═════ DATASET RECORDS ═════
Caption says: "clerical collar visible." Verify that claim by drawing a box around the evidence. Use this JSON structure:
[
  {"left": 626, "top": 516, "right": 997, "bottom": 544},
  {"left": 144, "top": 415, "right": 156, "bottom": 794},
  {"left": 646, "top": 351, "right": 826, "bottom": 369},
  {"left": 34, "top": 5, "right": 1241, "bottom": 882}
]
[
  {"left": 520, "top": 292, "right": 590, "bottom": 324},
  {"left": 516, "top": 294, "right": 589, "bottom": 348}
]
═════
YOUR GOAL: Quote all of the lines above verbatim, from first to last.

TASK RESULT:
Caption says: "clerical collar visible." Verify that claim by drawing a box around the evidence. Use this JSON structure:
[
  {"left": 626, "top": 516, "right": 997, "bottom": 544},
  {"left": 144, "top": 415, "right": 156, "bottom": 794},
  {"left": 646, "top": 351, "right": 826, "bottom": 369},
  {"left": 34, "top": 5, "right": 1241, "bottom": 882}
]
[
  {"left": 520, "top": 292, "right": 590, "bottom": 324},
  {"left": 516, "top": 294, "right": 589, "bottom": 348}
]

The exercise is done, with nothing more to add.